> Vorgegebener Text:
------------------------

Bindung der Abgabenbehörde an einen Feststellungsbescheid nach § 10 Abs 1 ALSaG
Entscheidungstext
Der Unabhängige Finanzsenat hat über die Beschwerde der A-GmbH, Anschrift, vom 15. Mai 2009 gegen die Berufungsvorentscheidung des Zollamtes Innsbruck vom 10. April 2009, Zl. 800000/00000/2009, betreffend Altlastenbeitrag und Festsetzung eines Säumniszuschlags entschieden:
Die Beschwerde wird als unbegründet abgewiesen.
Der angefochtene Bescheid bleibt unverändert.
Entscheidungsgründe
Mit Notifizierungsbescheid vom 31. Mai 2006, Nr AT 000000, erteilte der Bundesminister für Land- und Forstwirtschaft, Umwelt und Wasserwirtschaft, der A-GmbH (im Folgenden auch: Beschwerdeführerin bzw Bf) die Zustimmung zur Verbringung von 2.500 Tonnen Shredderrückstände (Leichtfraktion) nach Deutschland. Im Kalenderjahr 2007 sind dazu von der Bf nachweislich 626 Tonnen aus dem Bundesgebiet zum Zwecke des Bergversatzes ausgeführt worden.
Da die selbst zu berechnende Beitragsschuld nach dem Altlastensanierungsgesetz (AlSAG) beim zuständigen Zollamt weder angemeldet noch abgeführt worden war, setzte die Behörde die Beitragsschuld gemäß § 201 BAO mit Bescheid vom 2. Februar 2009 von Amts wegen fest und schrieb sie zur Entrichtung vor. Nach Darlegung des Sachverhalts und der anzuwendenden gesetzlichen Bestimmungen führt die Behörde begründend aus, durch ein von der Bf am 24. April 2006 beantragtes Feststellungsverfahren der BH Innsbruck und ein darauf folgendes Berufungsverfahren beim Amt der Tiroler Landesregierung stehe die Beitragspflicht nach den Bestimmungen des AlSAG fest.

------------------------

(Auszüge aus einem Datensatz zur Ortsannotation)
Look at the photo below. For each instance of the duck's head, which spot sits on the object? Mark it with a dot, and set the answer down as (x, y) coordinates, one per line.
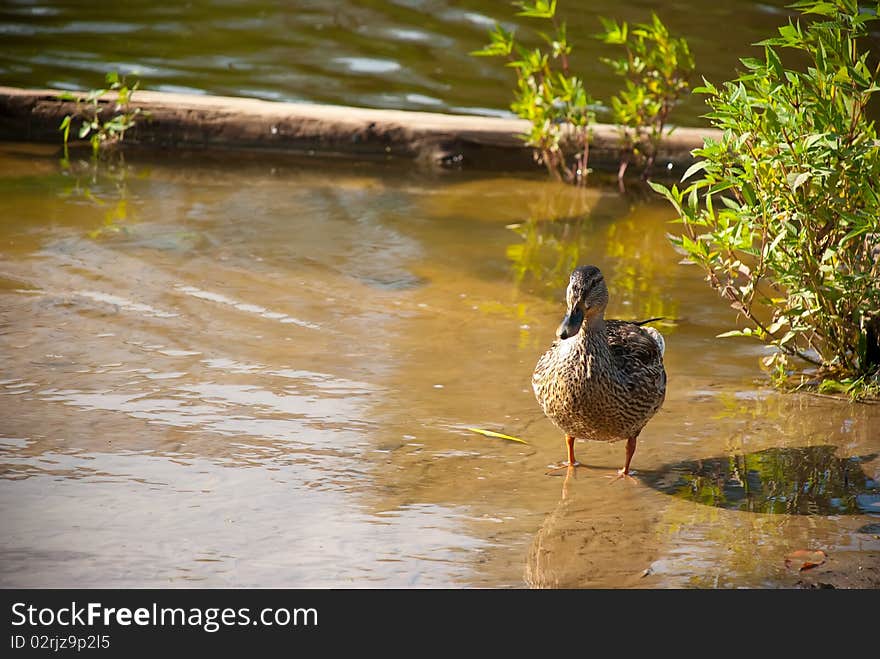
(586, 297)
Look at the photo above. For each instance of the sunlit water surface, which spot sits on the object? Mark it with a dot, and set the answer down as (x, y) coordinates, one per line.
(223, 371)
(409, 54)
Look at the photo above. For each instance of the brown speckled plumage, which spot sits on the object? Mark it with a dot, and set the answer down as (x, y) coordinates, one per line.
(606, 380)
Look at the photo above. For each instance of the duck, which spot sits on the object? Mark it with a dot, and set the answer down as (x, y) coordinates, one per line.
(600, 380)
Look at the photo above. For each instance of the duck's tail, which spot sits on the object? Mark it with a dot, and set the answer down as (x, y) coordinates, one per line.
(645, 322)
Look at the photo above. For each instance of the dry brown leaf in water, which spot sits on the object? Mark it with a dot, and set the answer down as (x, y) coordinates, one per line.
(805, 559)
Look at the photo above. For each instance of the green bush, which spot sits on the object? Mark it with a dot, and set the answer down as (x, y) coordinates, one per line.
(561, 111)
(102, 131)
(784, 215)
(656, 69)
(555, 102)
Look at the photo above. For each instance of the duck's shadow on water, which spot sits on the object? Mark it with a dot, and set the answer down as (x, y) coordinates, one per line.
(792, 481)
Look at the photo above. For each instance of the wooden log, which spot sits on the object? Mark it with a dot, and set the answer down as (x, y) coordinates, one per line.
(193, 121)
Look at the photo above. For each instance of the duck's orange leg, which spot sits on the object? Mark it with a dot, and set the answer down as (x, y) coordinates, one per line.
(630, 449)
(572, 463)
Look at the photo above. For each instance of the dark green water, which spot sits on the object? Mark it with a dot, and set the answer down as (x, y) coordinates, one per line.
(407, 54)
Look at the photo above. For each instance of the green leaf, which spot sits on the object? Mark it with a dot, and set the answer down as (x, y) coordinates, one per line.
(796, 180)
(491, 433)
(698, 166)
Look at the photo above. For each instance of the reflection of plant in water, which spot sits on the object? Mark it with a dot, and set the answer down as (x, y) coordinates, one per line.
(793, 481)
(103, 184)
(625, 249)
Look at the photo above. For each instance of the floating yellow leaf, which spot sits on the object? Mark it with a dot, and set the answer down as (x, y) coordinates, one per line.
(490, 433)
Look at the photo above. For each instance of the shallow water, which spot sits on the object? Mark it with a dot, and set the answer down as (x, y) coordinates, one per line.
(408, 54)
(261, 372)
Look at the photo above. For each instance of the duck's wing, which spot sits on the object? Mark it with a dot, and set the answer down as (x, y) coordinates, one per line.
(633, 344)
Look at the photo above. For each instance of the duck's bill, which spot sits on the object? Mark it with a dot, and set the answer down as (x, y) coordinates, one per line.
(571, 324)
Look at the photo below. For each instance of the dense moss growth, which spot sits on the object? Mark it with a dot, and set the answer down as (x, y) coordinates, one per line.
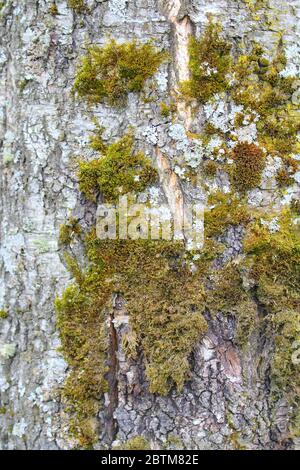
(120, 170)
(261, 87)
(53, 10)
(249, 163)
(226, 210)
(164, 301)
(112, 71)
(273, 260)
(69, 231)
(3, 314)
(210, 63)
(79, 6)
(136, 443)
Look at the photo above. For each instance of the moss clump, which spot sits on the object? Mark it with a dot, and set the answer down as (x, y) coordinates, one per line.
(273, 261)
(53, 10)
(226, 211)
(84, 338)
(210, 168)
(152, 277)
(249, 163)
(119, 171)
(260, 87)
(210, 62)
(228, 296)
(114, 70)
(284, 178)
(79, 6)
(136, 443)
(3, 314)
(167, 110)
(164, 301)
(69, 231)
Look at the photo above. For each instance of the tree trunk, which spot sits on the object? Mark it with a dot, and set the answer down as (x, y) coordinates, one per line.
(227, 400)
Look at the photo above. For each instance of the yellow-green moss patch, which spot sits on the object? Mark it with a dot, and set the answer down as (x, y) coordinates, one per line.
(210, 62)
(119, 171)
(114, 70)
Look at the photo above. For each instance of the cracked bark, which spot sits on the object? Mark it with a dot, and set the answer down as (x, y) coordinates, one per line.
(41, 129)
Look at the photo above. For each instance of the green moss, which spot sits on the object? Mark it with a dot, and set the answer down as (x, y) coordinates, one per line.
(69, 231)
(136, 443)
(210, 62)
(79, 6)
(164, 302)
(3, 314)
(167, 110)
(273, 261)
(228, 296)
(112, 71)
(249, 163)
(284, 178)
(261, 88)
(119, 171)
(53, 10)
(210, 168)
(227, 210)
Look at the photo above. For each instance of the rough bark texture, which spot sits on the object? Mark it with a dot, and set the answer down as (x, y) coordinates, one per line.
(226, 403)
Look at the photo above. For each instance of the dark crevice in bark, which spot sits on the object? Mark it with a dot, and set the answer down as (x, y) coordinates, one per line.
(112, 377)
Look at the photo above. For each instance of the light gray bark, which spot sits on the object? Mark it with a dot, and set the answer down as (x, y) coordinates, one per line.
(41, 130)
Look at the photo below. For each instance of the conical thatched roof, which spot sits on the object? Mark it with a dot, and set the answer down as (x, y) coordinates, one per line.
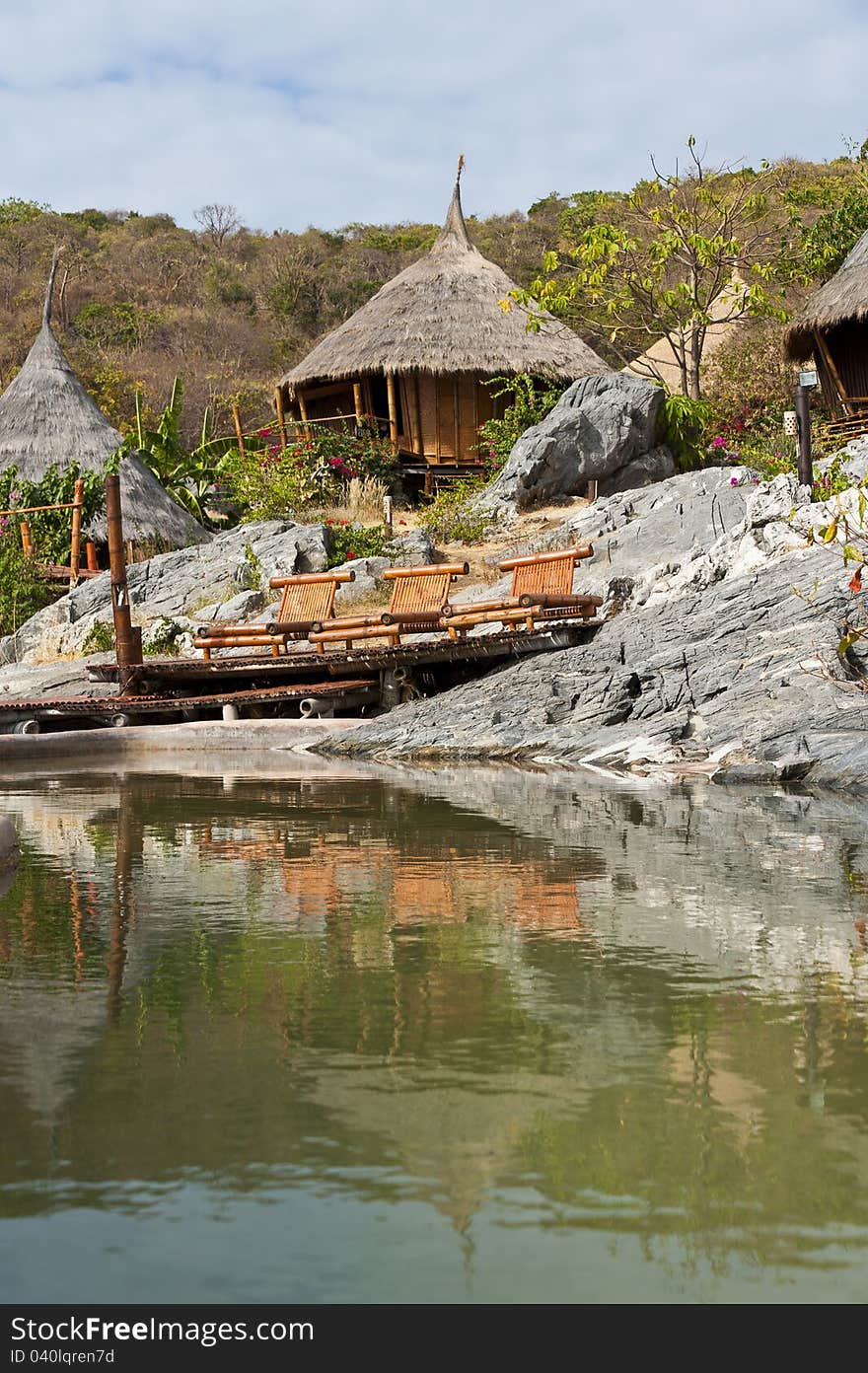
(843, 297)
(441, 316)
(48, 419)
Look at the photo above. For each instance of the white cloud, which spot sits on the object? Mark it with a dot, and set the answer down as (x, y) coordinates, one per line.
(334, 112)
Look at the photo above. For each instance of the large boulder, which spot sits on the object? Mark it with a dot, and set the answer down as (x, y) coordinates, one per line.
(602, 428)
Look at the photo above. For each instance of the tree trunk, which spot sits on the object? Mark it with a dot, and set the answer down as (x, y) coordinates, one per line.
(695, 359)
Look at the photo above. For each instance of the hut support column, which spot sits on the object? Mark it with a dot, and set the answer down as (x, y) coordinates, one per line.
(419, 437)
(303, 410)
(393, 415)
(827, 357)
(126, 638)
(280, 416)
(74, 553)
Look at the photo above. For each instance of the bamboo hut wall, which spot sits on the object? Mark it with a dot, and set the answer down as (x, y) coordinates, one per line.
(847, 345)
(438, 416)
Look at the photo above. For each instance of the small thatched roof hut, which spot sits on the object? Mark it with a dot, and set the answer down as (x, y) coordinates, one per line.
(47, 419)
(832, 328)
(417, 356)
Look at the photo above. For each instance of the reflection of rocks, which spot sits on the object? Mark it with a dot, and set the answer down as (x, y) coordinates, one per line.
(455, 987)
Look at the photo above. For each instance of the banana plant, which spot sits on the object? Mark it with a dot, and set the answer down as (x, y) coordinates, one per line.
(188, 476)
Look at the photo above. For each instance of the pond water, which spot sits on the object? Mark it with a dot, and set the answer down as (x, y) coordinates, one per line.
(476, 1036)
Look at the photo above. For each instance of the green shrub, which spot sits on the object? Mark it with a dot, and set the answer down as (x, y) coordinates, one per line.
(350, 542)
(451, 519)
(51, 531)
(531, 402)
(271, 482)
(21, 591)
(682, 427)
(99, 638)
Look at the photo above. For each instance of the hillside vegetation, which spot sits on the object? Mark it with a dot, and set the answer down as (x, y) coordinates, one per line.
(227, 308)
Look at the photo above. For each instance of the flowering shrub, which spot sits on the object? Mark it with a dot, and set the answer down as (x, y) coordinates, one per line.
(269, 480)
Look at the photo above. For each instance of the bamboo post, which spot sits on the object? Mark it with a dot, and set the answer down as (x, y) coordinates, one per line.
(417, 435)
(393, 413)
(303, 410)
(830, 361)
(280, 416)
(74, 553)
(802, 410)
(126, 638)
(239, 433)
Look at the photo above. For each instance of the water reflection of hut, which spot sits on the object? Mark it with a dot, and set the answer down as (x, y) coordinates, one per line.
(417, 357)
(47, 419)
(832, 328)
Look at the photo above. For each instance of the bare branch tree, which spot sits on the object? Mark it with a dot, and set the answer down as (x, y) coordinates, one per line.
(219, 221)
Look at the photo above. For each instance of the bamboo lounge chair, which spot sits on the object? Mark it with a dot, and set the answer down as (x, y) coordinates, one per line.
(305, 603)
(542, 591)
(416, 606)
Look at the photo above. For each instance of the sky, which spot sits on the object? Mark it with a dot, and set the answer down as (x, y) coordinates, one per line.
(338, 111)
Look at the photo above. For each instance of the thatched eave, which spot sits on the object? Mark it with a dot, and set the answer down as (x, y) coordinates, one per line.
(443, 318)
(47, 419)
(838, 301)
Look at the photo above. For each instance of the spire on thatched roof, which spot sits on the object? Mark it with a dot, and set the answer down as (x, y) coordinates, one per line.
(441, 316)
(843, 297)
(47, 419)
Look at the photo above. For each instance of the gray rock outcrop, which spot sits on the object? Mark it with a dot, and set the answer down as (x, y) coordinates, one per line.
(725, 657)
(602, 428)
(175, 587)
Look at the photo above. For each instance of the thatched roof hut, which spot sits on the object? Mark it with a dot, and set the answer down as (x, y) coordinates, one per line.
(832, 328)
(417, 356)
(47, 419)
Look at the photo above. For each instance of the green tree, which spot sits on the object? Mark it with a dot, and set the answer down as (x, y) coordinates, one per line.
(685, 251)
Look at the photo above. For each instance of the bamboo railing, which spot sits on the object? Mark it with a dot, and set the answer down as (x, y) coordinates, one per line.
(55, 573)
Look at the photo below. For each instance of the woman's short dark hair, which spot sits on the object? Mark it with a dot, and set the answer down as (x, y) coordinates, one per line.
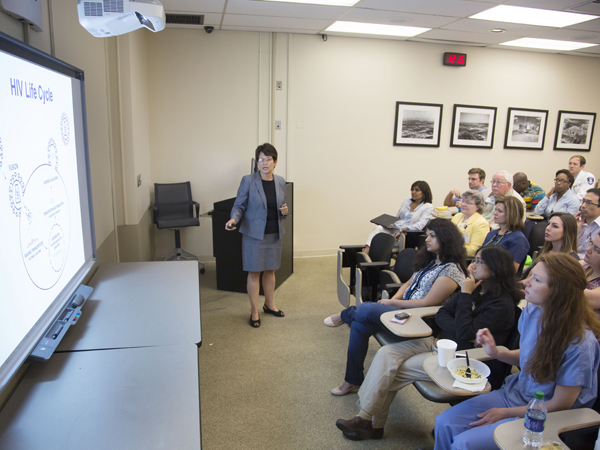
(267, 149)
(569, 175)
(503, 279)
(425, 189)
(451, 242)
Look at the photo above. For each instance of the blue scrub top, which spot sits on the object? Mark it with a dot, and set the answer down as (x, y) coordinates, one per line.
(578, 367)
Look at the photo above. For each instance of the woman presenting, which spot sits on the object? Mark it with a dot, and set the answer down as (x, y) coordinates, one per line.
(261, 201)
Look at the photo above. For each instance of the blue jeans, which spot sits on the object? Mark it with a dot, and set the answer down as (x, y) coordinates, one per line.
(364, 322)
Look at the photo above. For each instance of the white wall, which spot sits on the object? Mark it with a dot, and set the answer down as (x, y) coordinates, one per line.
(338, 111)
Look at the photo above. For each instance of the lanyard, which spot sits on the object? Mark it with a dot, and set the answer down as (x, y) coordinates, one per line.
(415, 285)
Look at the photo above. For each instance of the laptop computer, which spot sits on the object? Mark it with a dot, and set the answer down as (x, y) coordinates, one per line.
(385, 220)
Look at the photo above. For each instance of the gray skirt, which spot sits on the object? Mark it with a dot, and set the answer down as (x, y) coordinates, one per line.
(258, 255)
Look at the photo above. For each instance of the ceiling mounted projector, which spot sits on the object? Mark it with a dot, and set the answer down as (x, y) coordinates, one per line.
(105, 18)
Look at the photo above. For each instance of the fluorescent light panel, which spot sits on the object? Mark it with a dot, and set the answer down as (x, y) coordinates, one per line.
(375, 28)
(319, 2)
(532, 16)
(547, 44)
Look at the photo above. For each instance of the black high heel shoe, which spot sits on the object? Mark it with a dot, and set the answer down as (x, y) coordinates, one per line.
(275, 313)
(254, 323)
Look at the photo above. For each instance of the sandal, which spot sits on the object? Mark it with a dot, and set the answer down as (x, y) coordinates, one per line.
(254, 323)
(275, 313)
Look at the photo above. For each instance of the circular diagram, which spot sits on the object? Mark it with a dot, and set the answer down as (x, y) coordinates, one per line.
(65, 129)
(44, 226)
(15, 193)
(52, 153)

------------------------

> Ziel der Übung: Schreibe den Abschnitt des Entscheidungstexts, der mit den Worten "Entscheidungsgründe" beginnt und mit "Bergversatzes ausgeführt worden." schließt, erneut ab und benenne darin "Notifizierungsbescheid" in "Genehmigungsbescheid" um.

> Musterlösung:
Entscheidungsgründe
Mit Genehmigungsbescheid vom 31. Mai 2006, Nr AT 000000, erteilte der Bundesminister für Land- und Forstwirtschaft, Umwelt und Wasserwirtschaft, der A-GmbH (im Folgenden auch: Beschwerdeführerin bzw Bf) die Zustimmung zur Verbringung von 2.500 Tonnen Shredderrückstände (Leichtfraktion) nach Deutschland. Im Kalenderjahr 2007 sind dazu von der Bf nachweislich 626 Tonnen aus dem Bundesgebiet zum Zwecke des Bergversatzes ausgeführt worden.